WRITTEN PROBLEM
Quote the passage on the Mexican peso exactly, from "But Carstens said" up to and including "South African rand.".

TEXT EXTRACT
Mexico’s peso is not seeing a new speculative attack despite its recent slump, Central Bank Governor Agustin Carstens said on Wednesday, prompting investors to cut back bets on an aggressive Mexican interest rate hike.
A tumble in the peso in May has stoked expectations that Mexico could raise interest rates next month in a bid to defend the currency.
But Carstens said the peso’s depreciation had not been driven by any specific bet against the peso, which has weakened along with other emerging market currencies this month.
“We certainly are not seeing a speculative attack,” Carstens told a conference in Mexico City about the central bank’s quarterly inflation report.
His comments fed expectations that the central bank was not close to intervening in currency markets anytime soon.
Yields on Mexican interest rate swaps fell after Carstens’ comments, as investors dialed back expectations that the central bank would hike its benchmark interest rate at the next meeting in late June.
Mexico’s peso has slumped about 7 percent this month, the second-worst performer among the world’s 36 most-traded currencies, behind the South African rand.

COLLECTED DATA
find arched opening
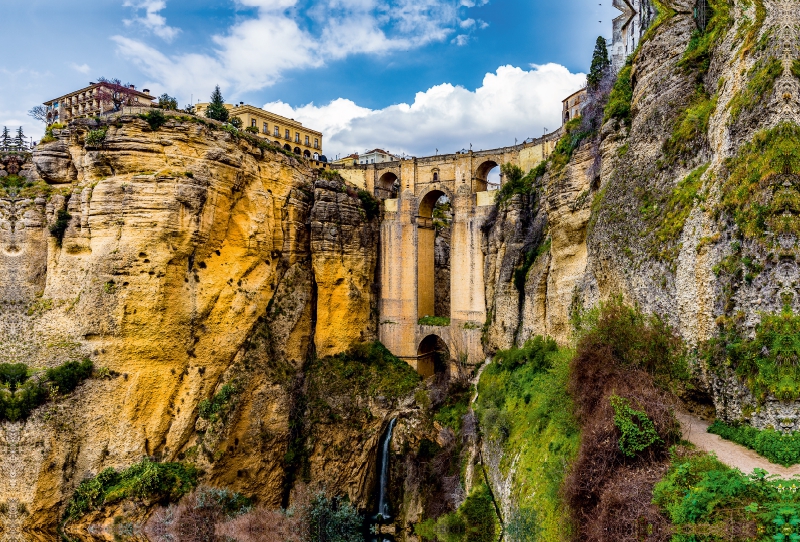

WRITTEN SOLUTION
But Carstens said the peso’s depreciation had not been driven by any specific bet against the peso, which has weakened along with other emerging market currencies this month.
“We certainly are not seeing a speculative attack,” Carstens told a conference in Mexico City about the central bank’s quarterly inflation report.
His comments fed expectations that the central bank was not close to intervening in currency markets anytime soon.
Yields on Mexican interest rate swaps fell after Carstens’ comments, as investors dialed back expectations that the central bank would hike its benchmark interest rate at the next meeting in late June.
Mexico’s peso has slumped about 7 percent this month, the second-worst performer among the world’s 36 most-traded currencies, behind the South African rand.